**** Te lezen fragment

Grave, tot aan het einde van de oorlog een „sluimerend” stadje, terend op de roem van weleer, wordt na 1945 uit zijn isolement gehaald door de komst van industrieën en door de nieuwbouw van woningen; daardoor ontstaan de wijken Grave-West (Zittert, Bikkelkamp en Mars) en Estersveld. Daarna wordt uitbreiding gegeven aan een nieuw gedeelte behorende tot de Zittert.

De groei van de gemeente Grave concentreert zich hoofdzakelijk in de kern Grave. Hierdoor is het mogelijk een goed voorzieningen-niveau tot stand te brengen in de binnenstad, terwijl tevens het landelijke karakter van het omliggend gebied gehandhaafd blijft.

Door middel van reconstructie en restauratie, uitgevoerd door het gemeentebestuur en particulieren in de binnenstad, zal bovendien het verleden nog duidelijker in het straatbeeld tot zijn recht komen.

De woongebieden liggen zoveel mogelijk vlak rondom de oude stad. De nadruk ligt op de bereikbaarheid van het centrum en een goede onderlinge verbinding met de verschillende woonkernen.

Monumenten: Van de vestingwerken bleef alleen de Hampoort uit 1681 behouden. De overige vestingwerken van Menno van Coehoorn werden in 1876 gesloopt. De Hampoort bestaat uit twee gevels met pilasterordonnanties, door een gewelfde gebogen gang met elkaar verbonden.

Het stadhuis van Grave is behouden als onderdeel van een groot complex. Het 17e-eeuwse deel werd in de 19e eeuw verbouwd en bepleisterd, maar in 1969 in de oorspronkelijke staat teruggebracht.

St. Elisabethskerk, r.k., ook wel ,,de gebroken kerk” genoemd, werd herhaaldelijk verwoest, o.m. in 1674 en 1794. Van de grote laat-gotische kruisbasiliek bleven slechts koor en dwarspand over, alsmede een travee met zijbeuken van het schip, reeds in de 19e eeuw gewijzigd. Het koor dateert uit 1506-1516; gewelfde sacristie; kerk voorzien van rijkgesneden altaar en twee zijaltaren uit het begin van de achttiende eeuw; preekstoel uit omstreeks 1700; biechtstoelen uit 1713. Marmeren grafmonument voor Hertog Arnaud van Gelre. opgericht in 1802, omdat het oorspronkelijke in 1794 was verwoest. De kerk bezit fraai gesneden beelden en schilderstukken uit de zestiende, zeventiende en achttiende eeuw.

********

§ Opdrachten
(1) In welk jaar werden volgens de tekst over Grave de overige vestingwerken van Menno van Coehoorn gesloopt?
(2) Werk in de tekst over Grave het gedeelte van "Door middel van" tot "de verschillende woonkernen." bij door "woongebieden" te vervangen door "woonwijken".
(3) Schrijf de tekst over Grave verder, te beginnen na de laatste zin.
Het overzicht hierna is niet nodig.

**** Gegevensfragmenten

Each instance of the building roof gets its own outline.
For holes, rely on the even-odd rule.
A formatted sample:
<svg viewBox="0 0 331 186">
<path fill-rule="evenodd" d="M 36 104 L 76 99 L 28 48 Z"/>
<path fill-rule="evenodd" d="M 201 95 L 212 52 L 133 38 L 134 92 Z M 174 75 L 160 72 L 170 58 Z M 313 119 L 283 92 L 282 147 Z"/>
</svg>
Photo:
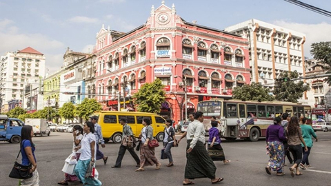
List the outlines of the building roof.
<svg viewBox="0 0 331 186">
<path fill-rule="evenodd" d="M 30 47 L 28 47 L 24 48 L 23 50 L 19 50 L 19 52 L 17 52 L 17 53 L 28 53 L 28 54 L 35 54 L 43 55 L 43 54 L 37 51 L 36 50 Z"/>
</svg>

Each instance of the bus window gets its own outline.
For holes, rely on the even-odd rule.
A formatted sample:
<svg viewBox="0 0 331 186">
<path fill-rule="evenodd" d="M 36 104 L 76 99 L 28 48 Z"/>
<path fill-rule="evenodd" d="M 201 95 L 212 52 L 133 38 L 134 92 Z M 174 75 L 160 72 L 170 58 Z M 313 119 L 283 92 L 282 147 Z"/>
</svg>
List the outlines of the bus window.
<svg viewBox="0 0 331 186">
<path fill-rule="evenodd" d="M 265 105 L 257 105 L 257 111 L 259 112 L 257 116 L 259 118 L 265 118 L 266 116 Z"/>
<path fill-rule="evenodd" d="M 245 118 L 245 105 L 239 104 L 239 118 Z"/>
<path fill-rule="evenodd" d="M 256 118 L 257 117 L 257 105 L 247 105 L 247 117 Z"/>
<path fill-rule="evenodd" d="M 228 117 L 237 117 L 237 104 L 226 104 L 226 112 Z"/>
<path fill-rule="evenodd" d="M 274 106 L 267 106 L 267 118 L 274 118 Z"/>
<path fill-rule="evenodd" d="M 275 106 L 274 110 L 276 112 L 276 114 L 274 115 L 276 117 L 281 116 L 283 114 L 283 107 L 282 106 Z"/>
</svg>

********

§ Verwachte antwoorden
(1) In 1876.

(2)
Door middel van reconstructie en restauratie, uitgevoerd door het gemeentebestuur en particulieren in de binnenstad, zal bovendien het verleden nog duidelijker in het straatbeeld tot zijn recht komen.

De woonwijken liggen zoveel mogelijk vlak rondom de oude stad. De nadruk ligt op de bereikbaarheid van het centrum en een goede onderlinge verbinding met de verschillende woonkernen.

(3)
De St. Elisabethskerk werd in de tachtiger jaren gerestaureerd en van een moderne afsluiting voorzien. Hervormde kerk, oorspronkelijk kloosterkapel van de Franciscanessen en daarvoor begijnhofkapel, vijftiende eeuws met traptoren aan westgevel; gerestaureerd in 1967.

Kanonnen van Grave: op een beboomd bastion staan twee kanonnen uit de Franse tijd. Woonhuizen: verschillende gevels van het Dordtse type uit begin zeventiende eeuw met gewijzigde toppen, o.m. in Brugstraat, Hamstraat, Maasstraat, Oliestraat; topgevels van het Gelderse type uit de achttiende eeuw aan de Hamstraat, Maasstraat, Rogstraat, St.-Jorisstraat.

Kerken: St. Elisabethskerk, Markt: Christus-Hemelvaartkerk, Dr. Wierstraat 1; St. Lambertuskerk, Escharen; St. Vincentiuskerk, Velp; kloosterkerk Capucijnen Velp; protestantschristelijke kerk Bagijenstraat 1, Grave. In Velp bevindt zich nog de voormalige St.

Vincentiuskerk, thans kapel, romaans tufstenen zaalgebouwtje: koor in de 16e eeuw vervangen, 14e eeuwse toren met nieuwe spits. Capucijnenklooster Emmaus, gesticht in 1645, met vleugels uit 1718 en kloosterkapel met delen uit 1718 en 1733 en stucgewelven uit 1846. In de tuin klein gebouwtje, waarin de paters verbiesen, die de zieken, die aan de pest leden, verzorgden. In de kleine gewelfde middenruimte kapelletje.

Kloosterzusters Redemtoristinnen' te Velp; Missiehuis paters H. Familie Grave. Overheidsinstellingen: gemeentehuis Hofplein 1: hoofdbureau politie Trompetterstraat 32; postkantoor Klinkerstraat 15.

Nutsbedrijven: Obragas; Prov. Elektr. Mij PNEM, rayon Ravenstein; waterl.mij OostBrabant.

Onderwijs: 6 basisscholen; 2 scholen buitengewoon lager onderwijs, t.w. school voor blinden en school voor slechtziende kinderen; 1 school voor beroepsonderwijs, scholengemeenschap HAVO-MAVO.

Sportaccommodaties: sporthal Grave; gemeentelijke sportzaal, zwembad Op den Ham; diverse gemeenschapshuizen; div. sportvelden; watersport op de Maas met jachthaven. Intergemeentelijke samenwerking: De gemeente Grave is aangesloten bij het Streekgewest Land van Cuijk, gevestigd te Boxmeer, waarin tien gemeenten samenwerken.

Bron: Informatie Gemeente Grave; H. Barten: Historisch overzicht; Gemeente Gids.